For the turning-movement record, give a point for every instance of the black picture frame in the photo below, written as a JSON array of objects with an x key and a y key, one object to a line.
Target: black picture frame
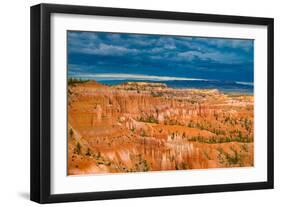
[{"x": 41, "y": 96}]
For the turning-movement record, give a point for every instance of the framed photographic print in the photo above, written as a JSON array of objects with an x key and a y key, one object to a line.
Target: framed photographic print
[{"x": 132, "y": 103}]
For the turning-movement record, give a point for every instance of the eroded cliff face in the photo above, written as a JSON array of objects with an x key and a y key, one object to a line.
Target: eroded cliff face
[{"x": 145, "y": 127}]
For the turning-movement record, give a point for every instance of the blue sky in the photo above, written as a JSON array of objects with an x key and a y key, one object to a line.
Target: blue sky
[{"x": 103, "y": 56}]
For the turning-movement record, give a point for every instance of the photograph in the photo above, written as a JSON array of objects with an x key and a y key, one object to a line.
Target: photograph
[{"x": 154, "y": 102}]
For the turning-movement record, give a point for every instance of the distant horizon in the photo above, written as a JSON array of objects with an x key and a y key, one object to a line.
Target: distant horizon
[
  {"x": 142, "y": 77},
  {"x": 99, "y": 54}
]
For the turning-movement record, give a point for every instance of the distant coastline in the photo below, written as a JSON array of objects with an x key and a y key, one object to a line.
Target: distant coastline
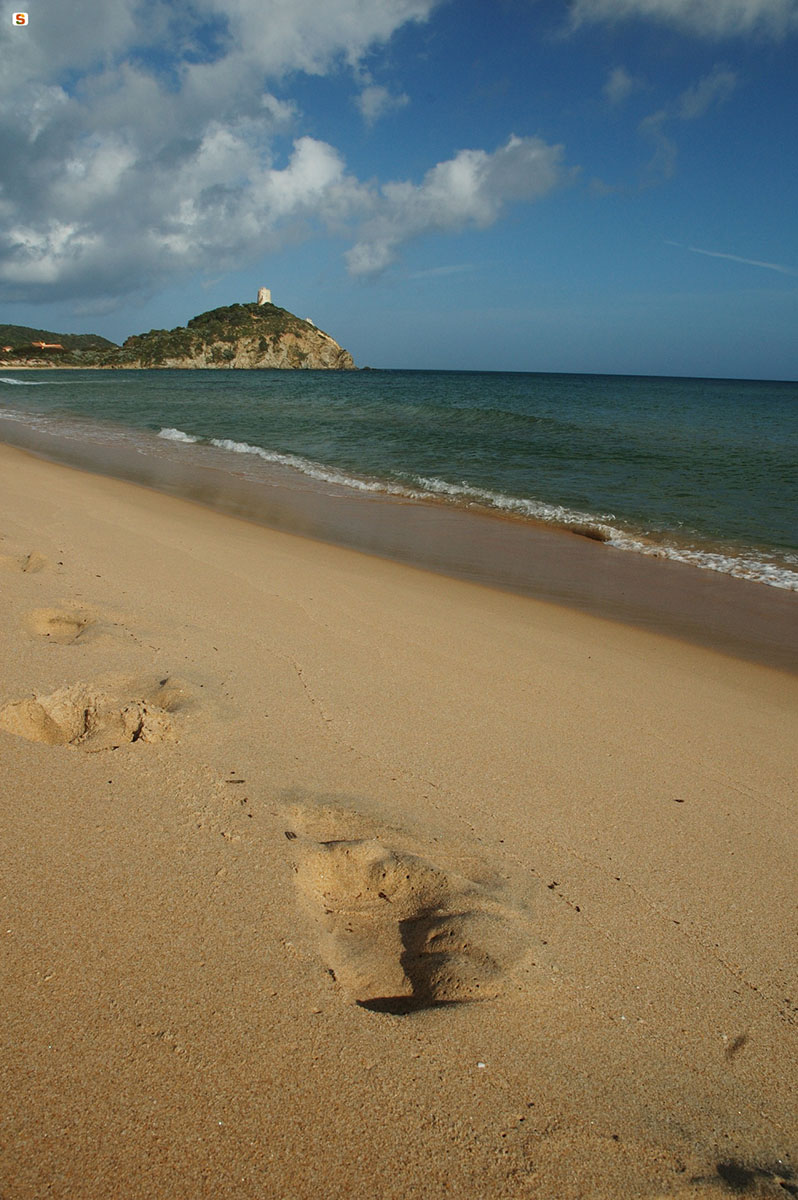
[{"x": 241, "y": 336}]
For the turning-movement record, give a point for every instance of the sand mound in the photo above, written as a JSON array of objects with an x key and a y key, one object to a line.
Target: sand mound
[
  {"x": 402, "y": 935},
  {"x": 84, "y": 717}
]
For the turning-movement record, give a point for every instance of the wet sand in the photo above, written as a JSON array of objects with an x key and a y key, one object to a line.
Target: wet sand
[
  {"x": 709, "y": 609},
  {"x": 330, "y": 876}
]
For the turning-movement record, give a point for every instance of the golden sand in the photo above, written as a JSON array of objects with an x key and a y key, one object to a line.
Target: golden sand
[{"x": 324, "y": 876}]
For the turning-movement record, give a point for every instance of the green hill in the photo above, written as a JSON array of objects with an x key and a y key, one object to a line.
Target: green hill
[{"x": 238, "y": 336}]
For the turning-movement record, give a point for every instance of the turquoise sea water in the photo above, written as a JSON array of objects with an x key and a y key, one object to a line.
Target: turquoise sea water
[{"x": 701, "y": 471}]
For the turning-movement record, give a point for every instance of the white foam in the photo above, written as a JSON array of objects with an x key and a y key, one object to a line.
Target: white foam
[
  {"x": 177, "y": 436},
  {"x": 600, "y": 527},
  {"x": 539, "y": 510},
  {"x": 307, "y": 467}
]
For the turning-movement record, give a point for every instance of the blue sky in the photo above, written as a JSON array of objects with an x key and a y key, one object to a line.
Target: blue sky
[{"x": 593, "y": 185}]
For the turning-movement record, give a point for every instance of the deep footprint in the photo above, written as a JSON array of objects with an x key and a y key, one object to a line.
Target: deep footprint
[
  {"x": 402, "y": 935},
  {"x": 60, "y": 625},
  {"x": 88, "y": 718}
]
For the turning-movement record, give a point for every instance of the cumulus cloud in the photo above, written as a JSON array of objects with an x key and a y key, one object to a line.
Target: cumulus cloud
[
  {"x": 145, "y": 141},
  {"x": 708, "y": 18},
  {"x": 619, "y": 85},
  {"x": 468, "y": 191}
]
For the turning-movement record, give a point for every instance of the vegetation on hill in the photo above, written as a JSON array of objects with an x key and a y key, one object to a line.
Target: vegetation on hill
[{"x": 240, "y": 335}]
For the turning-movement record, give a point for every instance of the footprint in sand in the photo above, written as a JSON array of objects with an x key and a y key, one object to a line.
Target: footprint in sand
[
  {"x": 87, "y": 717},
  {"x": 402, "y": 935},
  {"x": 29, "y": 564},
  {"x": 64, "y": 627}
]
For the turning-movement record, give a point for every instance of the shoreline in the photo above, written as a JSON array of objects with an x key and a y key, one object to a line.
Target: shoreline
[
  {"x": 331, "y": 877},
  {"x": 714, "y": 610}
]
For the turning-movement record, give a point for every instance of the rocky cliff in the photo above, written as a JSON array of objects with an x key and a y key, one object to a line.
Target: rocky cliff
[{"x": 241, "y": 335}]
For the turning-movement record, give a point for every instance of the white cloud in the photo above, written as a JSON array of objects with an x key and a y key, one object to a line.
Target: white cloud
[
  {"x": 125, "y": 168},
  {"x": 375, "y": 101},
  {"x": 708, "y": 18},
  {"x": 468, "y": 191},
  {"x": 619, "y": 85},
  {"x": 141, "y": 139}
]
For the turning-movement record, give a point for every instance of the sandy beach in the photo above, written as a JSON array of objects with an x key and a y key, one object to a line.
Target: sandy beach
[{"x": 329, "y": 876}]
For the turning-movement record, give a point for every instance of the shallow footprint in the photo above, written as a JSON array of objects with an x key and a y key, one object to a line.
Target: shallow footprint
[
  {"x": 402, "y": 935},
  {"x": 29, "y": 564}
]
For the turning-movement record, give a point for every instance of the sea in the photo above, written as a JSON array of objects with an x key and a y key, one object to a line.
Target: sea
[{"x": 703, "y": 472}]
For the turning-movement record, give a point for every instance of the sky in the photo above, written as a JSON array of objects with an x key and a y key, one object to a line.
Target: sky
[{"x": 502, "y": 185}]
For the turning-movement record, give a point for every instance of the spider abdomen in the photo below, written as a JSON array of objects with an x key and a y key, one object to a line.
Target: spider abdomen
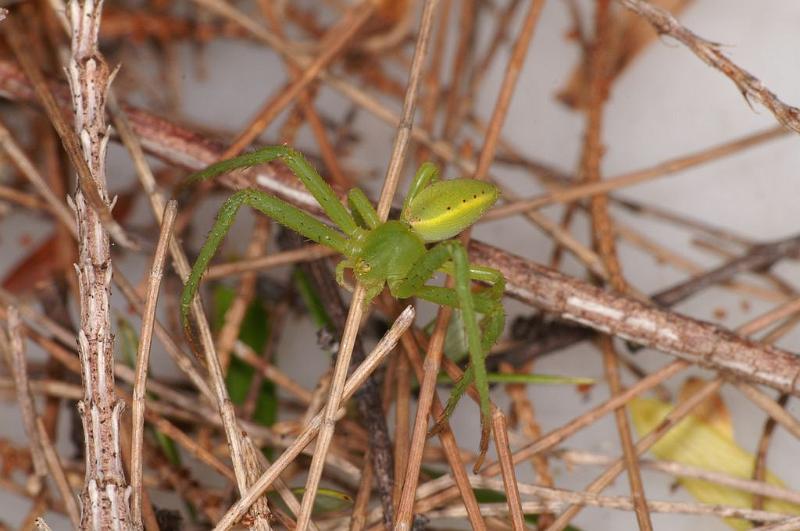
[{"x": 446, "y": 208}]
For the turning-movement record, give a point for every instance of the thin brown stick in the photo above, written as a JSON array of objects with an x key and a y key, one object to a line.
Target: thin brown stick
[
  {"x": 143, "y": 356},
  {"x": 581, "y": 191},
  {"x": 58, "y": 475},
  {"x": 500, "y": 430},
  {"x": 642, "y": 445},
  {"x": 26, "y": 167},
  {"x": 760, "y": 488},
  {"x": 312, "y": 428},
  {"x": 14, "y": 353},
  {"x": 419, "y": 434},
  {"x": 603, "y": 236},
  {"x": 503, "y": 102}
]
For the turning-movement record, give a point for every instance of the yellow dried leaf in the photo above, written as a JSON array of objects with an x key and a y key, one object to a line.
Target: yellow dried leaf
[{"x": 698, "y": 443}]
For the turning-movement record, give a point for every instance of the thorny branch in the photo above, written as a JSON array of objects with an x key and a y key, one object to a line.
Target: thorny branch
[
  {"x": 105, "y": 498},
  {"x": 750, "y": 86}
]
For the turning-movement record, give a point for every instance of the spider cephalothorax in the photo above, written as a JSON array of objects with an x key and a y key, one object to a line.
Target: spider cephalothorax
[{"x": 402, "y": 254}]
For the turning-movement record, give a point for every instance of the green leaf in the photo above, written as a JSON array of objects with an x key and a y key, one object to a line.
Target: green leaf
[
  {"x": 537, "y": 379},
  {"x": 254, "y": 332},
  {"x": 128, "y": 341}
]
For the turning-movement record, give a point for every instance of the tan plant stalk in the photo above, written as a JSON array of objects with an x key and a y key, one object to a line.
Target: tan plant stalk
[{"x": 106, "y": 495}]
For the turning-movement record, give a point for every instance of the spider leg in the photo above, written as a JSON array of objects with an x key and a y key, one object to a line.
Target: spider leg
[
  {"x": 304, "y": 171},
  {"x": 362, "y": 208},
  {"x": 492, "y": 326},
  {"x": 414, "y": 284},
  {"x": 426, "y": 174},
  {"x": 271, "y": 206}
]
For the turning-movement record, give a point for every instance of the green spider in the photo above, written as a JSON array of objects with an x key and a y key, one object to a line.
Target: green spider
[{"x": 403, "y": 254}]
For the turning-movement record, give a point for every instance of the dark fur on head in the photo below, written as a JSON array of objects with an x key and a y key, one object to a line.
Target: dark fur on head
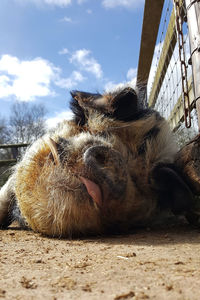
[{"x": 110, "y": 168}]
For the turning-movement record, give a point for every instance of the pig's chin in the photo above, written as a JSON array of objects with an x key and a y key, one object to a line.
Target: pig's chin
[{"x": 93, "y": 190}]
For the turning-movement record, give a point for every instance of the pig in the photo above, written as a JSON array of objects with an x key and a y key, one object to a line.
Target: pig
[{"x": 108, "y": 170}]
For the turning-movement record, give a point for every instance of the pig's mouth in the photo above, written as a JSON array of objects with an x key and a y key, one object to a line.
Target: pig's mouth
[{"x": 105, "y": 175}]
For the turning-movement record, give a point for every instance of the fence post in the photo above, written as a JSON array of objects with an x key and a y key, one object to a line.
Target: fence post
[
  {"x": 193, "y": 19},
  {"x": 151, "y": 21}
]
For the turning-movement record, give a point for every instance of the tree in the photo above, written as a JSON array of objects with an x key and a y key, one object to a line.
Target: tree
[
  {"x": 3, "y": 131},
  {"x": 26, "y": 122}
]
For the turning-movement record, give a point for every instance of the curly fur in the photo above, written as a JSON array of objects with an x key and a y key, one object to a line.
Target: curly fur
[{"x": 115, "y": 144}]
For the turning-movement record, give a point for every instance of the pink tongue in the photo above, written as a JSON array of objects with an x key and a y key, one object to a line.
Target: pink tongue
[{"x": 93, "y": 190}]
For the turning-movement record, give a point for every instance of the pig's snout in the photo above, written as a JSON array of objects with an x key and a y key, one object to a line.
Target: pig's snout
[{"x": 108, "y": 169}]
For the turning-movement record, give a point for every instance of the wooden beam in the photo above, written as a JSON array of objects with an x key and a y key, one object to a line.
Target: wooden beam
[
  {"x": 151, "y": 22},
  {"x": 193, "y": 14},
  {"x": 166, "y": 54}
]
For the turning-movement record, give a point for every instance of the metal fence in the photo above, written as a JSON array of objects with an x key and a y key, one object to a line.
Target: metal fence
[
  {"x": 169, "y": 83},
  {"x": 14, "y": 153}
]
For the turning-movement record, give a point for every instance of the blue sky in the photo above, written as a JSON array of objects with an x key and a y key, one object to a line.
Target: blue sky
[{"x": 49, "y": 47}]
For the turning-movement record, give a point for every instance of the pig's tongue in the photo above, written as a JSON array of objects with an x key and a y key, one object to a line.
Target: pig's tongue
[{"x": 93, "y": 190}]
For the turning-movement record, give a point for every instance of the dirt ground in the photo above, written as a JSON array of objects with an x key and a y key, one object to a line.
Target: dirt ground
[{"x": 146, "y": 264}]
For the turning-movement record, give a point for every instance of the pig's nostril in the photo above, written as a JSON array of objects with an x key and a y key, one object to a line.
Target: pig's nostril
[
  {"x": 100, "y": 158},
  {"x": 97, "y": 155}
]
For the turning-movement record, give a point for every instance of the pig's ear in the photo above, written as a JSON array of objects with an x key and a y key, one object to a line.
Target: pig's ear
[
  {"x": 125, "y": 104},
  {"x": 80, "y": 103},
  {"x": 54, "y": 150}
]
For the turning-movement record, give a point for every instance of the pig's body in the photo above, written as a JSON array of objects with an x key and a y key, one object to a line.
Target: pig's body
[{"x": 109, "y": 169}]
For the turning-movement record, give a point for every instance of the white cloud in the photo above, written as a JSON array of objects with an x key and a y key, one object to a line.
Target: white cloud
[
  {"x": 26, "y": 79},
  {"x": 65, "y": 115},
  {"x": 132, "y": 72},
  {"x": 83, "y": 59},
  {"x": 71, "y": 81},
  {"x": 123, "y": 3},
  {"x": 66, "y": 20},
  {"x": 60, "y": 3},
  {"x": 63, "y": 51}
]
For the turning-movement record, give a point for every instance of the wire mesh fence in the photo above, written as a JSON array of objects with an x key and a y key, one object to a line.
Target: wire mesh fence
[{"x": 165, "y": 84}]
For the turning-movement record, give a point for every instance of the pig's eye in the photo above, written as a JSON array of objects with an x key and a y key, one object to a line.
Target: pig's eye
[{"x": 104, "y": 134}]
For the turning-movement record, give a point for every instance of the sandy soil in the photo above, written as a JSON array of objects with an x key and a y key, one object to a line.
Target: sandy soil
[{"x": 147, "y": 264}]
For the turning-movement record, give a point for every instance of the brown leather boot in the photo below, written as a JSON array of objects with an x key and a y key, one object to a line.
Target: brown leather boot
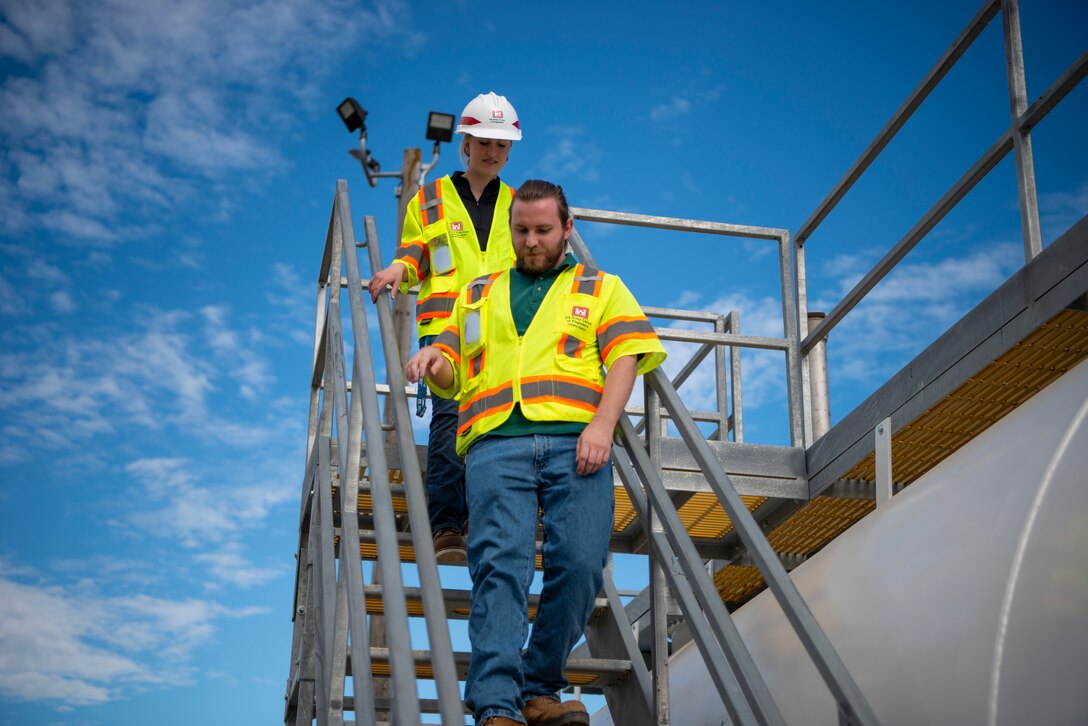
[
  {"x": 549, "y": 712},
  {"x": 448, "y": 545}
]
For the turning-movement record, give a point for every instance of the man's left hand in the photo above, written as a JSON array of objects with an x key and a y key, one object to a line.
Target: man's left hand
[{"x": 594, "y": 445}]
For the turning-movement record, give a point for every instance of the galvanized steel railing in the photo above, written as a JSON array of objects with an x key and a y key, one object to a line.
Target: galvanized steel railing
[
  {"x": 331, "y": 627},
  {"x": 1017, "y": 138},
  {"x": 675, "y": 558}
]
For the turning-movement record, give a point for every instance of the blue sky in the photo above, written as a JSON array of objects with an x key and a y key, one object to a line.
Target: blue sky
[{"x": 167, "y": 172}]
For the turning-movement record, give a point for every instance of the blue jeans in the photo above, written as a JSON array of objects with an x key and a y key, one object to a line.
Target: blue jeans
[
  {"x": 508, "y": 479},
  {"x": 445, "y": 469}
]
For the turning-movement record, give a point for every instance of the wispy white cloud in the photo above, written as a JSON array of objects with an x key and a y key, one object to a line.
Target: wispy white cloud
[
  {"x": 909, "y": 309},
  {"x": 675, "y": 107},
  {"x": 75, "y": 645},
  {"x": 1060, "y": 210},
  {"x": 127, "y": 106},
  {"x": 570, "y": 158}
]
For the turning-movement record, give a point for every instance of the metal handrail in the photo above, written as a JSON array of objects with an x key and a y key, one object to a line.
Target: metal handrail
[
  {"x": 852, "y": 702},
  {"x": 1013, "y": 139},
  {"x": 957, "y": 48},
  {"x": 442, "y": 653},
  {"x": 365, "y": 418},
  {"x": 745, "y": 697}
]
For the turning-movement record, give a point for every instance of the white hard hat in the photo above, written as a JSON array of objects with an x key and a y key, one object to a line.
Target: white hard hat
[{"x": 490, "y": 115}]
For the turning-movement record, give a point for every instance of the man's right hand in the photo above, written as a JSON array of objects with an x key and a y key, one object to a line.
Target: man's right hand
[
  {"x": 430, "y": 363},
  {"x": 391, "y": 277}
]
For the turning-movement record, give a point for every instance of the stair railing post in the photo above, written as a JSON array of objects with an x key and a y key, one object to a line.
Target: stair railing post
[
  {"x": 365, "y": 417},
  {"x": 434, "y": 612},
  {"x": 658, "y": 587}
]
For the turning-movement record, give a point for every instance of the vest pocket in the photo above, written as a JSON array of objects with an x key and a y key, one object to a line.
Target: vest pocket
[
  {"x": 473, "y": 334},
  {"x": 441, "y": 254}
]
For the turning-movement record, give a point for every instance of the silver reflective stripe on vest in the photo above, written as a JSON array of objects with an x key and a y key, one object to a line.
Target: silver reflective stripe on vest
[
  {"x": 481, "y": 406},
  {"x": 586, "y": 282},
  {"x": 435, "y": 305},
  {"x": 559, "y": 390},
  {"x": 431, "y": 200},
  {"x": 609, "y": 333},
  {"x": 450, "y": 339},
  {"x": 478, "y": 288}
]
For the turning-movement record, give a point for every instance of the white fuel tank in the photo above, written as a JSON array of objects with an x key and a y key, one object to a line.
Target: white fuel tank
[{"x": 962, "y": 601}]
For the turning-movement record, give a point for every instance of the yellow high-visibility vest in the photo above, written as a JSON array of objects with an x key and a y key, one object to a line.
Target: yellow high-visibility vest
[
  {"x": 588, "y": 318},
  {"x": 440, "y": 248}
]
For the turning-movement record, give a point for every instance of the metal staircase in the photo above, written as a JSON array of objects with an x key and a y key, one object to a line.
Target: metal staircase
[
  {"x": 337, "y": 667},
  {"x": 716, "y": 516}
]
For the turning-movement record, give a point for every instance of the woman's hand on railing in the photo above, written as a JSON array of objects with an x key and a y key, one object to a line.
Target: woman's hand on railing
[{"x": 391, "y": 277}]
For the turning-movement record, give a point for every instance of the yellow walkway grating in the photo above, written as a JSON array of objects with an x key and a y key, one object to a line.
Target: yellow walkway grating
[
  {"x": 702, "y": 515},
  {"x": 1030, "y": 366},
  {"x": 737, "y": 582}
]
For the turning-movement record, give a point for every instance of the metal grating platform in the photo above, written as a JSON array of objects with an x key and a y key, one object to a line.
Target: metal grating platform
[{"x": 984, "y": 398}]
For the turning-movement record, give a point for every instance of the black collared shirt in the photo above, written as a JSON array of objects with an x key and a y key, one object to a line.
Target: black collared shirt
[{"x": 482, "y": 211}]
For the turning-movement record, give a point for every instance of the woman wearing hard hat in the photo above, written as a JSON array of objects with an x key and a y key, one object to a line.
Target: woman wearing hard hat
[{"x": 456, "y": 229}]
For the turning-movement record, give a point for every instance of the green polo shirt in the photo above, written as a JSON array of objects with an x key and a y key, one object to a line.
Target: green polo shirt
[{"x": 527, "y": 293}]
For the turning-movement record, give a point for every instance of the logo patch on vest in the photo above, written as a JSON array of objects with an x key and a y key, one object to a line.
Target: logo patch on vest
[{"x": 578, "y": 319}]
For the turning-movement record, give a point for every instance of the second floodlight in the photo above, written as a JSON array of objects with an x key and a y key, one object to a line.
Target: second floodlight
[
  {"x": 353, "y": 114},
  {"x": 440, "y": 126}
]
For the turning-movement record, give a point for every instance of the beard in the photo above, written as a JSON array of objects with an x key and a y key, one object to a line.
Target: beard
[{"x": 542, "y": 260}]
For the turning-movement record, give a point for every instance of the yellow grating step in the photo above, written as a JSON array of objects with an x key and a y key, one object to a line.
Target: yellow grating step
[
  {"x": 702, "y": 515},
  {"x": 737, "y": 582},
  {"x": 816, "y": 524}
]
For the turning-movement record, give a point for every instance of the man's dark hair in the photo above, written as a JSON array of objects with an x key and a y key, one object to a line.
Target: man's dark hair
[{"x": 535, "y": 189}]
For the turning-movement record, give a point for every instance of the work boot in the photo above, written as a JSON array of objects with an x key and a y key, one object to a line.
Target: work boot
[
  {"x": 448, "y": 545},
  {"x": 549, "y": 712}
]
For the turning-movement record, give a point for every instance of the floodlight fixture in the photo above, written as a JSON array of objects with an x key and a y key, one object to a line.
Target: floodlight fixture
[
  {"x": 353, "y": 114},
  {"x": 440, "y": 126}
]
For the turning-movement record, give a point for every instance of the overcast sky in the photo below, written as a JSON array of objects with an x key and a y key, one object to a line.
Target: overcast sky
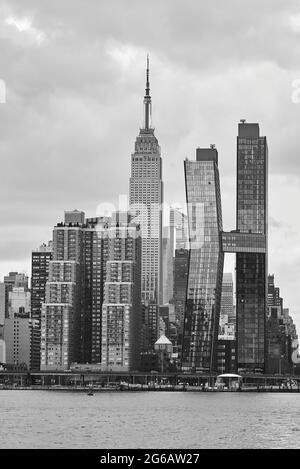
[{"x": 74, "y": 72}]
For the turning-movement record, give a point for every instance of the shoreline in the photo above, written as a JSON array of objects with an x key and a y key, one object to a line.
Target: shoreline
[{"x": 114, "y": 389}]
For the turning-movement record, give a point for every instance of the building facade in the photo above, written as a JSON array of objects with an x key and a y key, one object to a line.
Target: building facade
[
  {"x": 121, "y": 310},
  {"x": 251, "y": 267},
  {"x": 20, "y": 337},
  {"x": 206, "y": 259},
  {"x": 145, "y": 199}
]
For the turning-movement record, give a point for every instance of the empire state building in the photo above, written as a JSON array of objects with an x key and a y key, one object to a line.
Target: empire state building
[{"x": 145, "y": 199}]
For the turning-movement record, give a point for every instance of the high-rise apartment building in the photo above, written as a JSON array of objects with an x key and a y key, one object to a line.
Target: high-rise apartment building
[
  {"x": 71, "y": 314},
  {"x": 121, "y": 310},
  {"x": 205, "y": 262},
  {"x": 16, "y": 279},
  {"x": 21, "y": 336},
  {"x": 181, "y": 263},
  {"x": 145, "y": 198}
]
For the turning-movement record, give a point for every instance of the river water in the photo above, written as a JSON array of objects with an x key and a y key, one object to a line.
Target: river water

+--

Task statement: From the line with "of the empire" to the last line of the material, give every line again exactly, and only those lines.

Solution to this problem:
For the turning-movement record, give a point for every instance of the empire state building in the photo above, written as a JSON array of objects with an x key and a y key, one object to a line.
Target: empire state building
[{"x": 145, "y": 199}]
For the turning-movement record, give a point for every instance of the high-rise apartment building in the photo above, written as a JSON array of objects with an x key and a y key, one object to a line.
Target: high-rise apartment building
[
  {"x": 71, "y": 314},
  {"x": 121, "y": 310},
  {"x": 205, "y": 262},
  {"x": 16, "y": 279},
  {"x": 21, "y": 336},
  {"x": 181, "y": 263},
  {"x": 145, "y": 198}
]
For the turning-movement record, give a point for every instance of the river water in the photo above, written as a JSON array of objects with an x key and a y key, one object to a line.
Target: river water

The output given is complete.